(Recorded data)
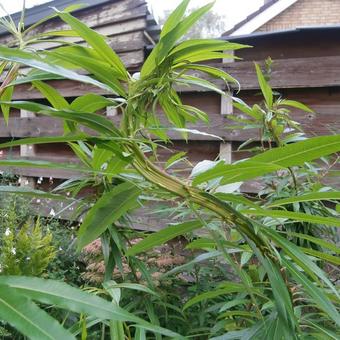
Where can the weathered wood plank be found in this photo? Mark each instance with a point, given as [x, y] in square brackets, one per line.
[116, 12]
[287, 73]
[290, 73]
[318, 124]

§ **Instructions to follow**: All of the entries above should be copied exactly, with the images left out.

§ **Response box**:
Where can the weathered wood plank be found in this photo? Mark each instance with a point, given as [x, y] in square brackets, one per line.
[116, 12]
[287, 73]
[290, 73]
[318, 124]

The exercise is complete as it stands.